▶ **AUFGABENSTELLUNG**:
Bringen Sie sämtliche folgenden Zeilen in die Form einer nummerierten Liste und lassen Sie dabei Leerzeilen weg.

▶ **EINGABEDATEN**:

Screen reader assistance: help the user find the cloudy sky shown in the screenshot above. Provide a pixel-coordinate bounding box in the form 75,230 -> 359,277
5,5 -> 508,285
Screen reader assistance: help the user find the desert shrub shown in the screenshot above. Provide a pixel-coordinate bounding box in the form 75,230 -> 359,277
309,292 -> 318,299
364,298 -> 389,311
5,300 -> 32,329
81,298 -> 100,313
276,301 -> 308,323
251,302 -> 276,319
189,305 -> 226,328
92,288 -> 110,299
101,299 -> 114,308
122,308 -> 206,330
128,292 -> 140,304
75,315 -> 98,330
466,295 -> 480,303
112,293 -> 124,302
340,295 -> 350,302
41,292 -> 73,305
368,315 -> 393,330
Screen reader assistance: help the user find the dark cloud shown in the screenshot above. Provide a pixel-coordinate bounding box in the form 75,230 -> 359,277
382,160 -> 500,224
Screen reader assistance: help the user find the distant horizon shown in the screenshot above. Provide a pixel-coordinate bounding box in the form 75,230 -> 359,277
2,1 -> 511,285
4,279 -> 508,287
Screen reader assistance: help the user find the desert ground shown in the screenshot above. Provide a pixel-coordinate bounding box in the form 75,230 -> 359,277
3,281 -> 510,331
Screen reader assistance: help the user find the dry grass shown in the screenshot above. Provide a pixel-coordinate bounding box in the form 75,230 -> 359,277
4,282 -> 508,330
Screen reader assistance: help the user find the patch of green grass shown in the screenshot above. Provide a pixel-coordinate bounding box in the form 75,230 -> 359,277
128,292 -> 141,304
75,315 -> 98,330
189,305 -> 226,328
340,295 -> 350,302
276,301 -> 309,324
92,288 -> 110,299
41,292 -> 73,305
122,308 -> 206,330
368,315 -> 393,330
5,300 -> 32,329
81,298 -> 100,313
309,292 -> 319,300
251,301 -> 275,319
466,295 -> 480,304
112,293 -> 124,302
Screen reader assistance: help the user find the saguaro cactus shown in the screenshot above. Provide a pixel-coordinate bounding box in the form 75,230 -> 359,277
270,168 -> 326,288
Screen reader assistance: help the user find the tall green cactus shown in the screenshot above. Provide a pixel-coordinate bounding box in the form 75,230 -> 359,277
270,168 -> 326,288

▶ **VOLLSTÄNDIGE LÖSUNG**:
1. Screen reader assistance: help the user find the cloudy sky shown in the screenshot above. Provide a pixel-coordinate bounding box in the form 75,230 -> 359,277
2. 5,5 -> 508,285
3. Screen reader assistance: help the user find the desert shrub shown in the screenshot above. Provide a pixel-coordinate bounding box in the form 75,230 -> 359,277
4. 309,292 -> 318,299
5. 364,298 -> 389,311
6. 5,300 -> 32,329
7. 81,298 -> 100,313
8. 276,301 -> 308,323
9. 251,302 -> 276,319
10. 189,305 -> 226,328
11. 92,288 -> 110,299
12. 101,299 -> 114,308
13. 122,308 -> 206,330
14. 128,292 -> 140,304
15. 75,315 -> 98,330
16. 466,295 -> 480,303
17. 112,293 -> 124,302
18. 340,295 -> 350,302
19. 41,292 -> 73,305
20. 368,315 -> 393,330
21. Screen reader assistance: help the user find the dark cloud shown in the screenshot above. Provide a pixel-coordinate bounding box in the form 75,230 -> 359,277
22. 382,160 -> 500,224
23. Screen reader assistance: help the user find the distant horizon shown in the screenshot above. Provide a pixel-coordinate bounding box in the form 75,230 -> 359,277
24. 2,1 -> 511,285
25. 4,279 -> 508,287
26. Screen reader assistance: help the user find the desert ground shown in the screenshot above. Provide a pixel-coordinate bounding box in the form 75,230 -> 359,277
27. 3,281 -> 510,331
28. Screen reader assistance: help the user find the dry grass shown in the screenshot above. Provide a pixel-coordinate bounding box in the form 75,230 -> 359,277
29. 4,282 -> 508,330
30. Screen reader assistance: help the user find the patch of green grass shown in the screenshot above. Provide a pixel-coordinate bounding box in the form 75,230 -> 359,277
31. 128,292 -> 141,304
32. 75,315 -> 98,330
33. 189,305 -> 226,328
34. 340,295 -> 350,302
35. 276,301 -> 309,324
36. 92,288 -> 110,299
37. 41,292 -> 73,305
38. 122,308 -> 206,330
39. 368,315 -> 393,330
40. 5,300 -> 32,329
41. 81,298 -> 100,313
42. 309,292 -> 319,300
43. 251,301 -> 275,319
44. 466,295 -> 480,304
45. 112,293 -> 124,302
46. Screen reader assistance: help the user find the saguaro cactus shown in the screenshot above. Provide a pixel-coordinate bounding box in the form 75,230 -> 359,277
47. 270,168 -> 326,288
48. Screen reader assistance: help the user find the tall green cactus shown in the screenshot above. Provide a pixel-coordinate bounding box in the form 75,230 -> 359,277
49. 270,168 -> 326,288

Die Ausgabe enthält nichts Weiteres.